Data excerpts Block Start

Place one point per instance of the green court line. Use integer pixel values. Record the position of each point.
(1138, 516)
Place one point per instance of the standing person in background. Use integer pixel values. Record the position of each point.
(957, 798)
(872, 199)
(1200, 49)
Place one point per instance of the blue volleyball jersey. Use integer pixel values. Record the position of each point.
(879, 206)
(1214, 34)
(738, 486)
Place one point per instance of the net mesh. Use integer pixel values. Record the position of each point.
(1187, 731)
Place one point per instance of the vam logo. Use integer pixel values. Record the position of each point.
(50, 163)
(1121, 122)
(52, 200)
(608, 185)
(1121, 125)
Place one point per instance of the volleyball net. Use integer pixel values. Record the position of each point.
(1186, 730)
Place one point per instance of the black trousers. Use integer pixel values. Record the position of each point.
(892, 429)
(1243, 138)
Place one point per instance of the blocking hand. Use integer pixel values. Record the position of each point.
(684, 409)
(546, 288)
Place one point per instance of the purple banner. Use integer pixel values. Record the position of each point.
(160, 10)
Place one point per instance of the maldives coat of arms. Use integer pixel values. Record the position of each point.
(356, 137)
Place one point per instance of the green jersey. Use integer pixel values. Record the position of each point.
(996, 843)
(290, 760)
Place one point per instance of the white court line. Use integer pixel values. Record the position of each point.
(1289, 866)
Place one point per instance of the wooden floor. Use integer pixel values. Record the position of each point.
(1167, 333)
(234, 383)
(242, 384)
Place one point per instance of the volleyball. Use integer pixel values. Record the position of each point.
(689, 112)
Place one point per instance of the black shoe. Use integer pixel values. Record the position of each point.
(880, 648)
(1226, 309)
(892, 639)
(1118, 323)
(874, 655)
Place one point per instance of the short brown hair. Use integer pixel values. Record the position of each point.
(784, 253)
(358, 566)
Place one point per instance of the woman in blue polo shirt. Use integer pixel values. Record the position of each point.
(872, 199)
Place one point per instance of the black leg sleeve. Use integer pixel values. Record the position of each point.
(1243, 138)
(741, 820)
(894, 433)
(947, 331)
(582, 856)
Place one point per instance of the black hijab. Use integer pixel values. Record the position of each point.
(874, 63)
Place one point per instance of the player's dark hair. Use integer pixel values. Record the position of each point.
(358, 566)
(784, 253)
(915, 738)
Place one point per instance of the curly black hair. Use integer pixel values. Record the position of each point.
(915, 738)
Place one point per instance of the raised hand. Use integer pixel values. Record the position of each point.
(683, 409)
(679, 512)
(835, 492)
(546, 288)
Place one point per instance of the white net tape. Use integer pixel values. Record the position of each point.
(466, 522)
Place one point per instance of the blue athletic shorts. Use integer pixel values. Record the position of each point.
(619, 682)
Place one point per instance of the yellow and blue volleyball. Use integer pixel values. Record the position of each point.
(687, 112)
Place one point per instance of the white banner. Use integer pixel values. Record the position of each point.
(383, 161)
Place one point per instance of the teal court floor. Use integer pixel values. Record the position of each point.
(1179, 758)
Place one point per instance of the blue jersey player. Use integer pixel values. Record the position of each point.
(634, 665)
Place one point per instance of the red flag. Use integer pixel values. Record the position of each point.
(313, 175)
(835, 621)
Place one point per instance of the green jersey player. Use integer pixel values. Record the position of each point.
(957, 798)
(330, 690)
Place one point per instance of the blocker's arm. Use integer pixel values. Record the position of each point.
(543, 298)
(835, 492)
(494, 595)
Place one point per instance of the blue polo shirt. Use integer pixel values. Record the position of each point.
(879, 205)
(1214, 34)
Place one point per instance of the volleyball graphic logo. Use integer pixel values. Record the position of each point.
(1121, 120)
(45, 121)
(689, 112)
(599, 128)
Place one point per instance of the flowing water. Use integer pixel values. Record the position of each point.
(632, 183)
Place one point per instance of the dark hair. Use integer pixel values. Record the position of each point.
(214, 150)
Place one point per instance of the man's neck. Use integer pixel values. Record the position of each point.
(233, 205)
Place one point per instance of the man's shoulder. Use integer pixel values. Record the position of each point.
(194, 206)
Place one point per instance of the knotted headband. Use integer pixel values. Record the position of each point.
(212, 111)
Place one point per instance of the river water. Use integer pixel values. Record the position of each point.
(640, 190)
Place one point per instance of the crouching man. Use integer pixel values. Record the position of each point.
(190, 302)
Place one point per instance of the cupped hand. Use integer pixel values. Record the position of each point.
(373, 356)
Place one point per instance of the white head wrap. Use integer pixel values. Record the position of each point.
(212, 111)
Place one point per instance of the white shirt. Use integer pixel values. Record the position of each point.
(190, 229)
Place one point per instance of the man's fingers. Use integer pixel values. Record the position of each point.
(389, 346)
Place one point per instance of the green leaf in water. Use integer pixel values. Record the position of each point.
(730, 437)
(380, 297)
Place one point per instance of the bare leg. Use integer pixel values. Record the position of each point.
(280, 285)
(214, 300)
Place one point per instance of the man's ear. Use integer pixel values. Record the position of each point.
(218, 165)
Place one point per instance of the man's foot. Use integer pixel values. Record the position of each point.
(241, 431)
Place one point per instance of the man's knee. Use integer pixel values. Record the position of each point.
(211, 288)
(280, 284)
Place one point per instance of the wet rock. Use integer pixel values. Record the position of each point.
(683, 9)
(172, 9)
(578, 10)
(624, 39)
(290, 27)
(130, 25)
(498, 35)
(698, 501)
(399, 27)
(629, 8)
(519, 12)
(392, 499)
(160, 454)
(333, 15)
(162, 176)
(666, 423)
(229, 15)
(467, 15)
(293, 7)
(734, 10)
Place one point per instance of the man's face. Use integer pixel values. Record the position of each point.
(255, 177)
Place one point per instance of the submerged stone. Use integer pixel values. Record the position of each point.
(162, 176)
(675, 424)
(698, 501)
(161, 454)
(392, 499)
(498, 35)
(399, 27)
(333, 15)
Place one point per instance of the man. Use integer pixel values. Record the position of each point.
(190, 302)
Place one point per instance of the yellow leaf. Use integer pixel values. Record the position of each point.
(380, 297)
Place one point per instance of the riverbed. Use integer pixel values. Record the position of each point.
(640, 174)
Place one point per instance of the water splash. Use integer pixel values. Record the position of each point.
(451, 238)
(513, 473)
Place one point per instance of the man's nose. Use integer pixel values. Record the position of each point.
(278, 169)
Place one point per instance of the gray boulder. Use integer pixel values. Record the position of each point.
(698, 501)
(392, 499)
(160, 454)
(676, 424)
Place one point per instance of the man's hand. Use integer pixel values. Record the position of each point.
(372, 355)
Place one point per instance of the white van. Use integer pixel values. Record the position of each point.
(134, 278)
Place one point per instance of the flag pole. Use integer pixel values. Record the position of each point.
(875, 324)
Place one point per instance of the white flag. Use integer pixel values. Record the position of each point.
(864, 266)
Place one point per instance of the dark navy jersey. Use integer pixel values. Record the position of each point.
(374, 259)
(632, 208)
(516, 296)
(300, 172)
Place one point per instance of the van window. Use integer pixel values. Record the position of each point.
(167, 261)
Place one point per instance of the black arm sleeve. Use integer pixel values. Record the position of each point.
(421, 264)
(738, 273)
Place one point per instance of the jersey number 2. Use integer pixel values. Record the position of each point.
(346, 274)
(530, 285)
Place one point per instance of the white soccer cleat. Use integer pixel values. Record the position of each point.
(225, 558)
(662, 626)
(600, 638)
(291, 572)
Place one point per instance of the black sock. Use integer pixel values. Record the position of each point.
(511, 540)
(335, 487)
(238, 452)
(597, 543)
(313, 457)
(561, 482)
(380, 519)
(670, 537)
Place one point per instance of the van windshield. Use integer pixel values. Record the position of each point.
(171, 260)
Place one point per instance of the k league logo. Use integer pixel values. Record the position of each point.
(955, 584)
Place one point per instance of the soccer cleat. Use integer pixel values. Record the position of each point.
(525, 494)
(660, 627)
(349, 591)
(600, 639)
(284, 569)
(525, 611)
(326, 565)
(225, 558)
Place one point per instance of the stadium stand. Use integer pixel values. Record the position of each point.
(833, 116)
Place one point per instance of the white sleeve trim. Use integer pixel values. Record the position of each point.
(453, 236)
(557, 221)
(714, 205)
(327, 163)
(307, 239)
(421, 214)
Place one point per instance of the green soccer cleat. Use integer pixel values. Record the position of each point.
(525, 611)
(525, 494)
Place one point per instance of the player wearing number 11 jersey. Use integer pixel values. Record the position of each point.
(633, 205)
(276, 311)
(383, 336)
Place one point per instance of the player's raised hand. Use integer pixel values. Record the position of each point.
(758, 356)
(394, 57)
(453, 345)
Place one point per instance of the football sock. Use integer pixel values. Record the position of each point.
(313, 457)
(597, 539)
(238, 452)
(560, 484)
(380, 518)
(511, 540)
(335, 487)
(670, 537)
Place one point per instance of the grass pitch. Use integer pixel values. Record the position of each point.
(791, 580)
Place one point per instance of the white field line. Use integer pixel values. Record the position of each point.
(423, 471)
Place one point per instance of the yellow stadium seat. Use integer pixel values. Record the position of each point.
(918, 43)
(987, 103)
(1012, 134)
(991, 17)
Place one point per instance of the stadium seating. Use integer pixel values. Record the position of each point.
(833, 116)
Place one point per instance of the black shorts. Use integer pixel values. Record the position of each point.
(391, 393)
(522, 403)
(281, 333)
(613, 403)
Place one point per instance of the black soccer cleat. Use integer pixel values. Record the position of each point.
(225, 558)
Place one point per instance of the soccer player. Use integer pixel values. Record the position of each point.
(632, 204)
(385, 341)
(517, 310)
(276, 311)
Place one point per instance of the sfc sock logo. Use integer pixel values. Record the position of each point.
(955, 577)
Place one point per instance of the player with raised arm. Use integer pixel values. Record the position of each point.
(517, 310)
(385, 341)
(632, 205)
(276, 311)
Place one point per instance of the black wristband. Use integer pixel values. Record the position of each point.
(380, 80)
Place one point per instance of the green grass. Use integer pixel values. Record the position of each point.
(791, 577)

Data excerpts Block End

# Work required
Only the lines from the one containing "Place one point per instance of the black wristband." through the end of the entries above belong in the answer; repeat them exactly.

# Completed exercise
Place one point per instance of the black wristband. Use integer pixel values. Record the position of each point.
(380, 80)
Place one point per instance of the green grass. Use integer pixel values. Record the position of each point.
(791, 577)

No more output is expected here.